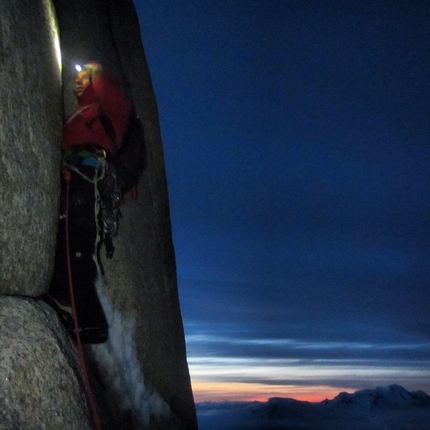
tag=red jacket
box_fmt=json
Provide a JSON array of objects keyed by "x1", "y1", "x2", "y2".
[{"x1": 62, "y1": 72, "x2": 131, "y2": 155}]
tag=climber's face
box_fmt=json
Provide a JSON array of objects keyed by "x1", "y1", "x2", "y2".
[{"x1": 74, "y1": 70, "x2": 91, "y2": 99}]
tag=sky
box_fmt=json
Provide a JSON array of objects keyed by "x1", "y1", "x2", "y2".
[{"x1": 134, "y1": 0, "x2": 430, "y2": 403}]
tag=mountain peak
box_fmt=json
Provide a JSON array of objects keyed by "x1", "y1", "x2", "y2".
[{"x1": 330, "y1": 384, "x2": 430, "y2": 410}]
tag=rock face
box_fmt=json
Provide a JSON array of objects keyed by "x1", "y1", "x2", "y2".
[
  {"x1": 0, "y1": 297, "x2": 92, "y2": 430},
  {"x1": 1, "y1": 0, "x2": 197, "y2": 429},
  {"x1": 0, "y1": 0, "x2": 62, "y2": 296}
]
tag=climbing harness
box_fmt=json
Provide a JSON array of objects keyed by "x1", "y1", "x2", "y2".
[
  {"x1": 63, "y1": 167, "x2": 103, "y2": 430},
  {"x1": 63, "y1": 149, "x2": 121, "y2": 261}
]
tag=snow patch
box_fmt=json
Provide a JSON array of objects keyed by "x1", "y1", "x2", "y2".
[{"x1": 91, "y1": 277, "x2": 170, "y2": 427}]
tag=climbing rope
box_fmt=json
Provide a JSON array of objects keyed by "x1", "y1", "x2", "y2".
[{"x1": 63, "y1": 167, "x2": 103, "y2": 430}]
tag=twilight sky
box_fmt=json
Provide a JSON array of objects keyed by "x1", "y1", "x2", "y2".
[{"x1": 135, "y1": 0, "x2": 430, "y2": 402}]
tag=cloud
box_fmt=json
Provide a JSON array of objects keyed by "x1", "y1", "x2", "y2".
[
  {"x1": 185, "y1": 331, "x2": 430, "y2": 361},
  {"x1": 189, "y1": 353, "x2": 430, "y2": 402}
]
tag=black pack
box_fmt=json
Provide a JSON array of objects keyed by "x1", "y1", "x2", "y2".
[{"x1": 99, "y1": 108, "x2": 146, "y2": 194}]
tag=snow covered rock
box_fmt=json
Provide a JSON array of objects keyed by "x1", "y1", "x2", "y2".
[{"x1": 0, "y1": 296, "x2": 91, "y2": 430}]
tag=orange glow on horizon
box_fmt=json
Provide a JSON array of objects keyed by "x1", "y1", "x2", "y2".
[{"x1": 191, "y1": 381, "x2": 354, "y2": 403}]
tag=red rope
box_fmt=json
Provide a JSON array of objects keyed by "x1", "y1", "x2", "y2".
[{"x1": 63, "y1": 167, "x2": 103, "y2": 430}]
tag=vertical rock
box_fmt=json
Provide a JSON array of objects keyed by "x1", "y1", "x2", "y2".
[
  {"x1": 53, "y1": 1, "x2": 197, "y2": 428},
  {"x1": 0, "y1": 0, "x2": 62, "y2": 295}
]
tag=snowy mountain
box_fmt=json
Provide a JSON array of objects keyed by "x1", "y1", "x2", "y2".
[
  {"x1": 330, "y1": 384, "x2": 430, "y2": 410},
  {"x1": 197, "y1": 385, "x2": 430, "y2": 430}
]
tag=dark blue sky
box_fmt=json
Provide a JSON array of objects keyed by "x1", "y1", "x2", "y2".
[{"x1": 135, "y1": 0, "x2": 430, "y2": 401}]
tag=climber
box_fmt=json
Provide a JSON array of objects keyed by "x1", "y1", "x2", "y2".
[{"x1": 42, "y1": 62, "x2": 132, "y2": 344}]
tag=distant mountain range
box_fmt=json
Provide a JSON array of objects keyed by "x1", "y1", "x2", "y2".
[{"x1": 197, "y1": 385, "x2": 430, "y2": 430}]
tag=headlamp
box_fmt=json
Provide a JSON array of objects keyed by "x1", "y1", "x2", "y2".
[{"x1": 74, "y1": 64, "x2": 83, "y2": 72}]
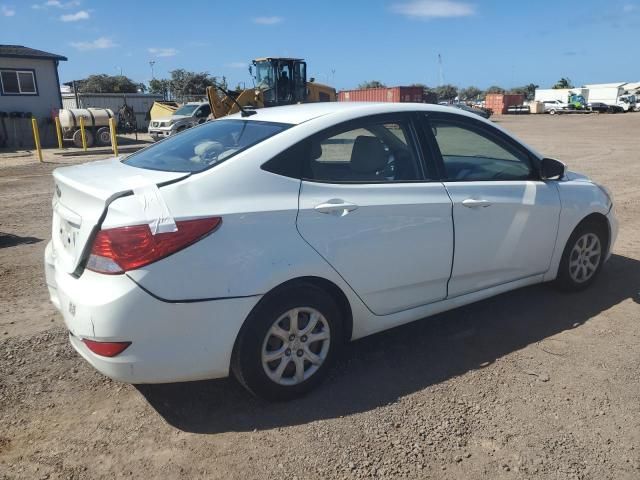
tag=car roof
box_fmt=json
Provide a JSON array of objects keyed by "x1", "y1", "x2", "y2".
[{"x1": 225, "y1": 102, "x2": 484, "y2": 125}]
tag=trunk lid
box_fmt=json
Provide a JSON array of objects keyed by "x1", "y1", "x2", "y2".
[{"x1": 51, "y1": 158, "x2": 189, "y2": 274}]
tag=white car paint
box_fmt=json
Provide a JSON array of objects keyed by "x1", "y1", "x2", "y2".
[{"x1": 45, "y1": 102, "x2": 617, "y2": 384}]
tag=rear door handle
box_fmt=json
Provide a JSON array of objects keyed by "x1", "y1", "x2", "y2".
[
  {"x1": 462, "y1": 198, "x2": 492, "y2": 208},
  {"x1": 315, "y1": 199, "x2": 359, "y2": 216}
]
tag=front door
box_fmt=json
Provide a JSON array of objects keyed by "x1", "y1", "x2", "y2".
[
  {"x1": 425, "y1": 114, "x2": 561, "y2": 297},
  {"x1": 296, "y1": 114, "x2": 454, "y2": 315}
]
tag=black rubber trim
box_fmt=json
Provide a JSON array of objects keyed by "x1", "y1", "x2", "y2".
[{"x1": 128, "y1": 275, "x2": 262, "y2": 304}]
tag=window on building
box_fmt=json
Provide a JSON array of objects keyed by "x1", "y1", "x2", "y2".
[{"x1": 0, "y1": 70, "x2": 37, "y2": 95}]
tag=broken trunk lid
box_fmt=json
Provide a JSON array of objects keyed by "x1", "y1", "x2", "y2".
[{"x1": 51, "y1": 158, "x2": 189, "y2": 274}]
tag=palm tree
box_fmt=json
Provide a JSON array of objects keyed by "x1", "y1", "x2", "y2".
[{"x1": 553, "y1": 77, "x2": 573, "y2": 89}]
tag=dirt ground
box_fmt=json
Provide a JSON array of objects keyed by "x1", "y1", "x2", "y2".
[{"x1": 0, "y1": 113, "x2": 639, "y2": 480}]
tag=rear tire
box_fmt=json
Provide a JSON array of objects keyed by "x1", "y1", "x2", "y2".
[
  {"x1": 72, "y1": 129, "x2": 93, "y2": 148},
  {"x1": 554, "y1": 221, "x2": 607, "y2": 291},
  {"x1": 231, "y1": 283, "x2": 343, "y2": 400},
  {"x1": 95, "y1": 127, "x2": 111, "y2": 146}
]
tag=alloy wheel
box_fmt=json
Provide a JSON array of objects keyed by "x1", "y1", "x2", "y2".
[
  {"x1": 568, "y1": 233, "x2": 601, "y2": 283},
  {"x1": 261, "y1": 307, "x2": 331, "y2": 386}
]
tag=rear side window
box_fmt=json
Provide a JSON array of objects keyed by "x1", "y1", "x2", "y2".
[
  {"x1": 306, "y1": 121, "x2": 423, "y2": 183},
  {"x1": 124, "y1": 119, "x2": 290, "y2": 173}
]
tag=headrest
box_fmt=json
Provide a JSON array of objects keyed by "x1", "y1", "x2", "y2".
[{"x1": 350, "y1": 136, "x2": 388, "y2": 173}]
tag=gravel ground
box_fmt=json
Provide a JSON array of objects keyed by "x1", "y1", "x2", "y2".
[{"x1": 1, "y1": 113, "x2": 639, "y2": 479}]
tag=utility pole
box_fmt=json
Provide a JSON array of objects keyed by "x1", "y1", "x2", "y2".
[
  {"x1": 438, "y1": 54, "x2": 444, "y2": 86},
  {"x1": 149, "y1": 60, "x2": 156, "y2": 80}
]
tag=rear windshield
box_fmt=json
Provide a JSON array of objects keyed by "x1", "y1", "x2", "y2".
[{"x1": 123, "y1": 119, "x2": 291, "y2": 173}]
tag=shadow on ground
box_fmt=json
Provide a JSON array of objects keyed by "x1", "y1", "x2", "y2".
[
  {"x1": 0, "y1": 232, "x2": 42, "y2": 249},
  {"x1": 138, "y1": 254, "x2": 640, "y2": 434}
]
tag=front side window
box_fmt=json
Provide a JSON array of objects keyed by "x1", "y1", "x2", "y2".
[
  {"x1": 123, "y1": 119, "x2": 290, "y2": 173},
  {"x1": 305, "y1": 120, "x2": 423, "y2": 183},
  {"x1": 0, "y1": 70, "x2": 37, "y2": 95},
  {"x1": 430, "y1": 120, "x2": 533, "y2": 181}
]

-- -- --

● **PROBLEM TO SOLVE**
Whenever a line of the records holds the string "side", pick it out and copy it.

● **COMPLETED TASK**
tag=rear side window
tag=front side window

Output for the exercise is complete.